A mi familia le
encanta viajar. Desde pequeñita me he acostumbrado a escaparme los fines de
semana a conocer lugares nuevos y a pasar los veranos fuera, lejos del ruido de
los coches y de la monotonía, pero sobre todo lejos de cualquier sitio que responda
al nombre de “ciudad”. He aprendido a disfrutar de la calma de los lugares
tranquilos, a apreciar el paisaje sea cual sea, a fijarme en los pequeños
detalles que conforman la grandeza de las cosas. Tal vez sea ese el motivo por
el que, a pesar de que yo no sea el mejor ejemplo para hablar de esto, de vez
en cuando tenga conciencia para intentar eso de hacer el mundo un poquito
mejor.
Siempre me ha
llamado la atención la forma de hacer las cosas en los sitios pequeños. Por las
mañanas todo el mundo sale con su carrito y se va a hacer la compra; y es
curioso que, como en una escena de película americana, los niños van en esas
bicis con cestita llevando el pan al mismo tiempo que hacen carreras entre
ellos gritándose y riéndose. Allí cuando asoma el buen tiempo, verás las
ventanas abiertas de par en par, dejando que la luz se cuele por ellas. Me
encanta pasar por la calle y escuchar el runrún de una tele de alguna casa, el
llanto de un bebé al que quizás se le haya caído el chupete o alguna risa de
alguna pareja, como si yo también fuera un rayito de sol que me cuelo sin ser
vista haciéndome partícipe de alguna historia ajena por unos segundos.
Yo soy la primera
que cuando me piden un sábado a la mañana que baje a comprar el pan me quejo.
----
## Qué se pide
Responde estas preguntas sobre el texto proporcionado:
(a) ¿De qué ruido dice el texto que se alejan los veranos fuera?
(b) ¿Qué llevan los niños en las bicis con cestita?
(c) ¿Qué le piden un sábado a la mañana que provoca sus quejas?

## Datos registrados
----
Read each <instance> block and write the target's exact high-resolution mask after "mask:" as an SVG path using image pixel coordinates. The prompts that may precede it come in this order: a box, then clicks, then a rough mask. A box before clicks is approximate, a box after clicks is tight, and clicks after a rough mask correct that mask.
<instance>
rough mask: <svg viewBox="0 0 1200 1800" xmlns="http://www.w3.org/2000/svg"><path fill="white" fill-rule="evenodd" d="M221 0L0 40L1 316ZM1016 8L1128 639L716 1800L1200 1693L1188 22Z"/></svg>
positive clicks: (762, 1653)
----
## Respuesta
(a) Del ruido de los coches.
(b) El pan.
(c) Que baje a comprar el pan.